Detection examples:
>> begin

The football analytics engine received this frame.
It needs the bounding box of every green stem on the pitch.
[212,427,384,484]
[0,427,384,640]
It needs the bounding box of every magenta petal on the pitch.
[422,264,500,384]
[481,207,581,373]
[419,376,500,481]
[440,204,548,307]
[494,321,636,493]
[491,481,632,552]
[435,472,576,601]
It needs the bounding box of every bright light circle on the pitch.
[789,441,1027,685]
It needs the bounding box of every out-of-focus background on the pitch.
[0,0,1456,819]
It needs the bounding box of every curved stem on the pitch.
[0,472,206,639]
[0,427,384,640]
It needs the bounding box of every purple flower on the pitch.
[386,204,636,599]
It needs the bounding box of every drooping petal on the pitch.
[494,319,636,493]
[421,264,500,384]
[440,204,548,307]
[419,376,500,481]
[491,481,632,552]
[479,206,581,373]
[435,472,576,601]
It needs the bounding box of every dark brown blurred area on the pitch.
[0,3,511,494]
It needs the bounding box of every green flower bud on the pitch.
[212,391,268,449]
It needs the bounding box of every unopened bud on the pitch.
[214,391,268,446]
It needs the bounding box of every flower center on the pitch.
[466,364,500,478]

>> end
>> begin

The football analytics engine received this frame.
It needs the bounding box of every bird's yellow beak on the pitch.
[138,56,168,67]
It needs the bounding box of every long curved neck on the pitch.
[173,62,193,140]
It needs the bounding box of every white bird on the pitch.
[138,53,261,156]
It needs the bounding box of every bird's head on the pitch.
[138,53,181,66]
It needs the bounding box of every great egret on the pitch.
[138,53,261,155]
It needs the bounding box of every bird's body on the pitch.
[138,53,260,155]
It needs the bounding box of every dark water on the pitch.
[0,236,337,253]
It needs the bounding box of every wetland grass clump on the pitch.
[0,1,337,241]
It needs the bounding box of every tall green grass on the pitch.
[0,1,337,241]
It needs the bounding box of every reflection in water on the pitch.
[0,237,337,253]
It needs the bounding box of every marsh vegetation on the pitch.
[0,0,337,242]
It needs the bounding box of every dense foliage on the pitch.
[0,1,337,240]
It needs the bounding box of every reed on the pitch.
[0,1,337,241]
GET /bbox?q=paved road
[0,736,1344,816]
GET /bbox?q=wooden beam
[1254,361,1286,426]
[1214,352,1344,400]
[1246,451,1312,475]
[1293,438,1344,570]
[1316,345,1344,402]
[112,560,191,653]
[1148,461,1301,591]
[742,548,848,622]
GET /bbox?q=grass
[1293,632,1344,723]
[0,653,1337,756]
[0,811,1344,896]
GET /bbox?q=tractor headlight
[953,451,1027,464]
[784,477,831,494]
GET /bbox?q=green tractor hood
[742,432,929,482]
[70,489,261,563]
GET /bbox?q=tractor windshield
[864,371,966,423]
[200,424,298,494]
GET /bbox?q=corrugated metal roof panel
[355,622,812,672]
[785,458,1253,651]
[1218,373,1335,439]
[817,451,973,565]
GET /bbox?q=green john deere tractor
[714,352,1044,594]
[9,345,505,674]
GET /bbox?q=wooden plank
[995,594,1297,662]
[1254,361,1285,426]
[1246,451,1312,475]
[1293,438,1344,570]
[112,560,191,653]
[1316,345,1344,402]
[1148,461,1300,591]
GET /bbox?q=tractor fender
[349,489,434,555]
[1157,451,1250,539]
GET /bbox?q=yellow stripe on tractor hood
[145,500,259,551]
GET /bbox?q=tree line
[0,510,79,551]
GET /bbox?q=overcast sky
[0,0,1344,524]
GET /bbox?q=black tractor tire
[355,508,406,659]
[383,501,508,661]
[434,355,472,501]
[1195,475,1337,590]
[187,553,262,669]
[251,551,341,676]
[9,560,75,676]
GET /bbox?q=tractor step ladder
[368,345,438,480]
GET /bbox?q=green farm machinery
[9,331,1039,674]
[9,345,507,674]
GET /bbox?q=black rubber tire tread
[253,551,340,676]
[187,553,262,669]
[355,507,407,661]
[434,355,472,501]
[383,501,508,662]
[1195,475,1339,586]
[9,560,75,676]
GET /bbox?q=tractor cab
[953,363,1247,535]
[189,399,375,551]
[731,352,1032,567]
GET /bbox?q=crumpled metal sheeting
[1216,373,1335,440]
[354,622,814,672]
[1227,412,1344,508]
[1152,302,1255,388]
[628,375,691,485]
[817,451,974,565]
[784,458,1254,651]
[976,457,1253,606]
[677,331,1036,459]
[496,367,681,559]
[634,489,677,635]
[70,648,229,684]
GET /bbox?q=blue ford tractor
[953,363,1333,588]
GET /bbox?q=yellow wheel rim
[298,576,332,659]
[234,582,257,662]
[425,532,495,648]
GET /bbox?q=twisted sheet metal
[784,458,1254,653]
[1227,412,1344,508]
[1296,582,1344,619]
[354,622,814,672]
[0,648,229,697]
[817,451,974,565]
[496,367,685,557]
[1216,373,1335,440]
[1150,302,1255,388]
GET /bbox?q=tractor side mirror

>> end

YOUR INSTRUCTIONS: From the listing above, pull out every line that holds the string "tire" and copy each one.

WRITTEN RESPONSE:
GET /bbox?q=black tractor tire
GET /bbox?q=black rubber tire tread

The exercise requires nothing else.